#### [Data supplied]
= = =
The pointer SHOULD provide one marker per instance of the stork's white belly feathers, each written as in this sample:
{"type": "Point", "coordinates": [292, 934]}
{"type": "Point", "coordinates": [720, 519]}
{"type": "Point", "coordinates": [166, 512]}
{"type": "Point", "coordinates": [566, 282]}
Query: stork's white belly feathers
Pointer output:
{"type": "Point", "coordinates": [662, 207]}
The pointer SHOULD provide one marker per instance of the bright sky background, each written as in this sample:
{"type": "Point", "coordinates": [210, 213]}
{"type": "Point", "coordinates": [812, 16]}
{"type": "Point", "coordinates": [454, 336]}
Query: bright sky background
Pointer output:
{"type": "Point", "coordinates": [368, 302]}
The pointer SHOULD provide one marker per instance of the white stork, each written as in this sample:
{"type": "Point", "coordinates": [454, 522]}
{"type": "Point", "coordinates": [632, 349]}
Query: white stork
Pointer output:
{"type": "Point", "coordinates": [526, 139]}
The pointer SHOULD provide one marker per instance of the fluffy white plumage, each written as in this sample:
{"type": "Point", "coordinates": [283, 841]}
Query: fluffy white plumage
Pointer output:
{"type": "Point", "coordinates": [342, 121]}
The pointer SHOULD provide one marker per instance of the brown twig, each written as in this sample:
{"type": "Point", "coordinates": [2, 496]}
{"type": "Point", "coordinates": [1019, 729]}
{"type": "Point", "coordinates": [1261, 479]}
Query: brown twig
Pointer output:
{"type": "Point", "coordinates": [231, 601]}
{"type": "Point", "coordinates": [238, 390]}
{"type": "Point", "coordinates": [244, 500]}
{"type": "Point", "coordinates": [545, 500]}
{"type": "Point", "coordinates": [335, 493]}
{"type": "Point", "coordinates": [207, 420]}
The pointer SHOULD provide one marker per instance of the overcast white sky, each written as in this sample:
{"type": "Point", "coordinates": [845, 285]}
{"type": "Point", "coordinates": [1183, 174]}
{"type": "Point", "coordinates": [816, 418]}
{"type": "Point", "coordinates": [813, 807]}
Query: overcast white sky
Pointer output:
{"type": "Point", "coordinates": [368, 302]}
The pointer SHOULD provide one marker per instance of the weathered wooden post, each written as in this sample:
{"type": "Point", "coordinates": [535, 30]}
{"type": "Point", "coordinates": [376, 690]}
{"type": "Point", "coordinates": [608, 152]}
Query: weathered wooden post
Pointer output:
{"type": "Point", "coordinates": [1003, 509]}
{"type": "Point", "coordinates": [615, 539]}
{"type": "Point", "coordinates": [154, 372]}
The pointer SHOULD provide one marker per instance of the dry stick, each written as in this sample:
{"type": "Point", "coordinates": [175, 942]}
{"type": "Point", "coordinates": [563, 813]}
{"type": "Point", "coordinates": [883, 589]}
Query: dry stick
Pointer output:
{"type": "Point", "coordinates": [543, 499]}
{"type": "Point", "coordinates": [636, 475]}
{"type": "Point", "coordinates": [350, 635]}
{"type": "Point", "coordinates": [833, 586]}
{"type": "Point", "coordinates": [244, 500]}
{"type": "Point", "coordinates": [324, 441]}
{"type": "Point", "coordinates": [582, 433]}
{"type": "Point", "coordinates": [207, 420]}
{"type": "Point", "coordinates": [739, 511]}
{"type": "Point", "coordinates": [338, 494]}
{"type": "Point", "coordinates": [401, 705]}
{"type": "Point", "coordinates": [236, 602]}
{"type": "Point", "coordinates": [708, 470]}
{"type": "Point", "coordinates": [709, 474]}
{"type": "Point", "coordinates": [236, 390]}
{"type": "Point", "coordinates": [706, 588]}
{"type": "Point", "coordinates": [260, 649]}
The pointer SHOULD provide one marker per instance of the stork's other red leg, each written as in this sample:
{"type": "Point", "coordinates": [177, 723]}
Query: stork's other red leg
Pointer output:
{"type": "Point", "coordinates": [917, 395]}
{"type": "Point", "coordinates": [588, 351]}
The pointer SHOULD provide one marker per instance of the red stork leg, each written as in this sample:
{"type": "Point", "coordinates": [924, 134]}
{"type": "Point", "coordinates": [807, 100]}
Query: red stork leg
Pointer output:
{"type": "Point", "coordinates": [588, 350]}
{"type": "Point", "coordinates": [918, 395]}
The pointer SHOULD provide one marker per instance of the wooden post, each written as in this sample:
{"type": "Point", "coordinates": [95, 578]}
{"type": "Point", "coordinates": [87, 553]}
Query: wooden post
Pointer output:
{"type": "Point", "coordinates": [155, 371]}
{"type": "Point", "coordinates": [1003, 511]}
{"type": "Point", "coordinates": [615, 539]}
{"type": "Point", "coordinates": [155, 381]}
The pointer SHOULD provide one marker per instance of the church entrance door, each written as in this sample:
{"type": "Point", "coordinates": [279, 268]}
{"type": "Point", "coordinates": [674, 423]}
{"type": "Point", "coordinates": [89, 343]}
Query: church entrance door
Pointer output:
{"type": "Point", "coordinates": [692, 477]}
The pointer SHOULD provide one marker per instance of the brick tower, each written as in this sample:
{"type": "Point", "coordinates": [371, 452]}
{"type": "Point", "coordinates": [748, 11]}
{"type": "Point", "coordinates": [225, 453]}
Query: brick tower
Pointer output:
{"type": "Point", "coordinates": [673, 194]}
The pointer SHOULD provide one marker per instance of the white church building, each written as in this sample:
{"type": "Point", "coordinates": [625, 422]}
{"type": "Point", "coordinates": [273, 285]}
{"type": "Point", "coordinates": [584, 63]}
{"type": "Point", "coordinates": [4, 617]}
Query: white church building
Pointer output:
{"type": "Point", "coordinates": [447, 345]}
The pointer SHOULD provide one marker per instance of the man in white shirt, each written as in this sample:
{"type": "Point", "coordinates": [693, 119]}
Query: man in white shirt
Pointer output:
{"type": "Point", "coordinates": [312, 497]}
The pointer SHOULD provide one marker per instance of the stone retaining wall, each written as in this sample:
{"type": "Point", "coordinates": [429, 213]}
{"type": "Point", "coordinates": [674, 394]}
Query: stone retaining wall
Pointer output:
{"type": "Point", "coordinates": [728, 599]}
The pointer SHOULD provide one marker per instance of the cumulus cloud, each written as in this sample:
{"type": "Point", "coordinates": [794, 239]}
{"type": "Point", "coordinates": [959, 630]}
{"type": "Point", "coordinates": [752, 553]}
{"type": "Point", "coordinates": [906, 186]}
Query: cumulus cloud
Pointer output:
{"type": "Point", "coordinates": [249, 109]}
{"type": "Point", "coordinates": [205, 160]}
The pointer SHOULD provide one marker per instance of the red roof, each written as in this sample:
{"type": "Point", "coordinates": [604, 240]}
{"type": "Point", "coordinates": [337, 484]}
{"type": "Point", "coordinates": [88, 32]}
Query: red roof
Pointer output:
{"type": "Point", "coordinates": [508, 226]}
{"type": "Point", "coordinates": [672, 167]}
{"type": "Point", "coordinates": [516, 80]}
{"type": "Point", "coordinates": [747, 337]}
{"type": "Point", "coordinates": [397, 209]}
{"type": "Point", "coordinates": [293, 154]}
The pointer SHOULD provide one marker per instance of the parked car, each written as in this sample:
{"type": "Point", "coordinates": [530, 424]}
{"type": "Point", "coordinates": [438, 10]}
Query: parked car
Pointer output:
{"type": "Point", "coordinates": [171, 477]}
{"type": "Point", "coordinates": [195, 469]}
= = =
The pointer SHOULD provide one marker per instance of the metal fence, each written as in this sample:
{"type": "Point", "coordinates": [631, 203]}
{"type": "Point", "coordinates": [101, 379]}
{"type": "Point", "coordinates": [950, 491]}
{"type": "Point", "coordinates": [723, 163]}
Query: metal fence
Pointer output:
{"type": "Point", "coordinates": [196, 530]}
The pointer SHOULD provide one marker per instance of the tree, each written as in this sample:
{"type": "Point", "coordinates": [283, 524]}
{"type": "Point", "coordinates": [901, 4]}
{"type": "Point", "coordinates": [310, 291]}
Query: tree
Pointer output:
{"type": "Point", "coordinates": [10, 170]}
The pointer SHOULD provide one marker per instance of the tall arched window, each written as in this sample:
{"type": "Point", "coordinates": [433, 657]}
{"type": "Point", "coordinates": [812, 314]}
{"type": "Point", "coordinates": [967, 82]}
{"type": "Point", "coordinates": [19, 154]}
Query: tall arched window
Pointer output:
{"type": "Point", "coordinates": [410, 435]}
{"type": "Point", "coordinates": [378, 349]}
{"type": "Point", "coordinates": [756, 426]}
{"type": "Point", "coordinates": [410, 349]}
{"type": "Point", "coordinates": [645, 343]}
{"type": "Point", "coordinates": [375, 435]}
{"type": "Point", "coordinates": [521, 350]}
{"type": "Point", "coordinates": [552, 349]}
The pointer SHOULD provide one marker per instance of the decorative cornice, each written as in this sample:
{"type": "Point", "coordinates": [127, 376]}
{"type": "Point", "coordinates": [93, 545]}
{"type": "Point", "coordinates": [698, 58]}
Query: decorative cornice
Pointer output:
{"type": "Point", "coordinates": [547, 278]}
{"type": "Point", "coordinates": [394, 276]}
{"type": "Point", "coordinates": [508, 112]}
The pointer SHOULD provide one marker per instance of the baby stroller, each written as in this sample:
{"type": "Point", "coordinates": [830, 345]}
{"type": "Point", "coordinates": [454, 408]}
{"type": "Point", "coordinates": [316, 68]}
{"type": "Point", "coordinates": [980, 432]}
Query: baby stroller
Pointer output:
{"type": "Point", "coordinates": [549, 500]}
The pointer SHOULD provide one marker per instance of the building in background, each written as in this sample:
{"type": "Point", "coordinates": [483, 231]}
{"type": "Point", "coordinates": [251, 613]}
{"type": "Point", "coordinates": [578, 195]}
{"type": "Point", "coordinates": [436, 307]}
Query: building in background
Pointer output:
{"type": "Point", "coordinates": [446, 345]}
= = =
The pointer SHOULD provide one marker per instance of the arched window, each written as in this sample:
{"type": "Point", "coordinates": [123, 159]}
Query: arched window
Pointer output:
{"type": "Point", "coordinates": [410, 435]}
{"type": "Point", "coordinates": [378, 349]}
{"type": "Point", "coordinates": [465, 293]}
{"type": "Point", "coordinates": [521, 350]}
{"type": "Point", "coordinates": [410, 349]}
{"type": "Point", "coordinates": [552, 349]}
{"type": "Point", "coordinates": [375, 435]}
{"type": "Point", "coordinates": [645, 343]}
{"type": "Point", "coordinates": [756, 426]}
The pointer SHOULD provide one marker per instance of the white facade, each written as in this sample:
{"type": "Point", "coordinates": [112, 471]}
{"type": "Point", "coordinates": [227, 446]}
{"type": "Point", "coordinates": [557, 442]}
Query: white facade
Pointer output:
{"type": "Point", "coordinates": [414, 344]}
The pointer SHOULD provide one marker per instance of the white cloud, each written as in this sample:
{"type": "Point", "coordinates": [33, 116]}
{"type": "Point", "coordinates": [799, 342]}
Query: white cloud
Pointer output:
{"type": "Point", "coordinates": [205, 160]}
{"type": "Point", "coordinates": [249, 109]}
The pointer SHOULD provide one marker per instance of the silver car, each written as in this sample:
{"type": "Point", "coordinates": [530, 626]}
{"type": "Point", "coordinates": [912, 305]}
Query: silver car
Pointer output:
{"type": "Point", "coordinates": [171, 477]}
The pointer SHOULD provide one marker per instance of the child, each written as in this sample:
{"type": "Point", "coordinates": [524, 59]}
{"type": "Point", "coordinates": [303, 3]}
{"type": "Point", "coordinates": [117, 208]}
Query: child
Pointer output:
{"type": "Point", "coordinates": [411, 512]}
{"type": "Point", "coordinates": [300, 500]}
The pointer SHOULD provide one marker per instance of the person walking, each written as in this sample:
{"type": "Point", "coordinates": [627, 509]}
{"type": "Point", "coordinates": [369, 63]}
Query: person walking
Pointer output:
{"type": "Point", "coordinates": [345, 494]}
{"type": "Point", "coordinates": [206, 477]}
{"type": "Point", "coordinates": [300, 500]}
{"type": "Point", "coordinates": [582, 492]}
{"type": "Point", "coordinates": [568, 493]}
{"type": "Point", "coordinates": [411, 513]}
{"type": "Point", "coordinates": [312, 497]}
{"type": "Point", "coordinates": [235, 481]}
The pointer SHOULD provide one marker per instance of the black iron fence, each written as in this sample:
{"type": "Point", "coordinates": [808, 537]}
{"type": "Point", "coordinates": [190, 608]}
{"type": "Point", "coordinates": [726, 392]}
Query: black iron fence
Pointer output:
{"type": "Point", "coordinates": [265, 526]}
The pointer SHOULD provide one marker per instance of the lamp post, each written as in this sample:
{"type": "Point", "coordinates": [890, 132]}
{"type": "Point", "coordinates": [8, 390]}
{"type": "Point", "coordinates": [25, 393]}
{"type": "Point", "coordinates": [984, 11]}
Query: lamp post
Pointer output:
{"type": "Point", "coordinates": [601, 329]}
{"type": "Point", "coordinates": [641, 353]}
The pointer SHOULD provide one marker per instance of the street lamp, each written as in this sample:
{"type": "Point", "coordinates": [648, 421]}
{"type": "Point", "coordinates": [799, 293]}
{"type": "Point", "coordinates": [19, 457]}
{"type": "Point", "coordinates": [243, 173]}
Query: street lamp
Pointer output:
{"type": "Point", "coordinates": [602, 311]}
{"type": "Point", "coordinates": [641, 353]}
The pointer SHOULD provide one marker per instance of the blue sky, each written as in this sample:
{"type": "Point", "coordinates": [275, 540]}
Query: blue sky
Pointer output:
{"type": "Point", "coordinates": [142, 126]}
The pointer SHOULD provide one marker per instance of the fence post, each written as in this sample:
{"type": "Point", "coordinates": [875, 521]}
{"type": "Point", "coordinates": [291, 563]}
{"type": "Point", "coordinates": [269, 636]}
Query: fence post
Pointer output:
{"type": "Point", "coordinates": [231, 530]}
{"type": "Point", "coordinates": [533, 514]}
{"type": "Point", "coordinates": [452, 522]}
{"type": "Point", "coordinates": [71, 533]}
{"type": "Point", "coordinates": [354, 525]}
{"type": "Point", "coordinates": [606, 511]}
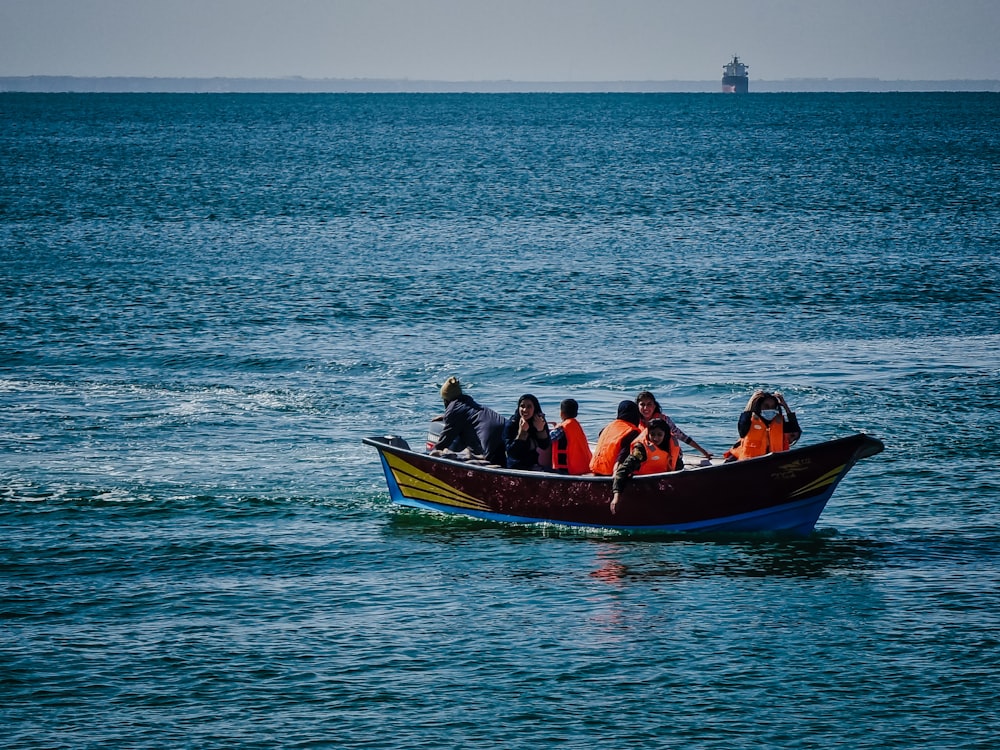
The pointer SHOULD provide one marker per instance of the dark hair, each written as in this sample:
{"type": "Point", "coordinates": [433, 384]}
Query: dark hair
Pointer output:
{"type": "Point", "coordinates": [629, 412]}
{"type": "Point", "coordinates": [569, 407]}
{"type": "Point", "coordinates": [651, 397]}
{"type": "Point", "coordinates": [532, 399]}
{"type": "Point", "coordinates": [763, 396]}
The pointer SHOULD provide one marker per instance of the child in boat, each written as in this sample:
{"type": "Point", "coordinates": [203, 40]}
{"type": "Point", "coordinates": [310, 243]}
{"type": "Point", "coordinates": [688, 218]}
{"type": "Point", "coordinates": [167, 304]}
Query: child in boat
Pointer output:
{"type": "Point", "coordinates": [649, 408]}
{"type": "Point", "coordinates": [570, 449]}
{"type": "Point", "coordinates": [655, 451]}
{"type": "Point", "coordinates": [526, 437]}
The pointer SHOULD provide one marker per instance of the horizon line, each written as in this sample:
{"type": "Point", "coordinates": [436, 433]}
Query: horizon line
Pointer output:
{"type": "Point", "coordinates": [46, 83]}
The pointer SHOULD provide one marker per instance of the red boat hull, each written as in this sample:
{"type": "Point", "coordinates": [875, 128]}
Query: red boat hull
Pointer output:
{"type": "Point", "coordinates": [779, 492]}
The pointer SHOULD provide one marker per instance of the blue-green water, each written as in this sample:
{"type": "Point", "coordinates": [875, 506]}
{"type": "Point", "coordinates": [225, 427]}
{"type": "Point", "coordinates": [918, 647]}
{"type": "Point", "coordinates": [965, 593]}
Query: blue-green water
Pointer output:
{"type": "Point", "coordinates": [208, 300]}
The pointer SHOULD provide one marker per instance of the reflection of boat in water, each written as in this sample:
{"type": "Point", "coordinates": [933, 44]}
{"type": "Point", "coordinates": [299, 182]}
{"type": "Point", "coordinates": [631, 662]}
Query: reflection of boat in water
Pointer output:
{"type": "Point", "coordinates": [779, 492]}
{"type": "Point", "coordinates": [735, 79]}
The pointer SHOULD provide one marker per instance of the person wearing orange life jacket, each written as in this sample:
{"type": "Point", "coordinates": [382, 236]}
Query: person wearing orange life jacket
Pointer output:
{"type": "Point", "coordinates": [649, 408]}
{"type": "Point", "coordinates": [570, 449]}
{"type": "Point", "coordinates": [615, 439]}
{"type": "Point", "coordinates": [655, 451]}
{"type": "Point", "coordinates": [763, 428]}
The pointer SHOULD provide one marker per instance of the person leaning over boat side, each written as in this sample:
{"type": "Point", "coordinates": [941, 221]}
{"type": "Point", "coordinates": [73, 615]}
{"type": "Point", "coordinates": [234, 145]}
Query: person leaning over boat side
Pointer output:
= = =
#### [Task objective]
Gather every line of the items above that contains the string "twig", matching case exactly.

#### [Reply]
The pointer SHOULD provide one marker per instance of the brown twig, each written as in this sample:
Query: brown twig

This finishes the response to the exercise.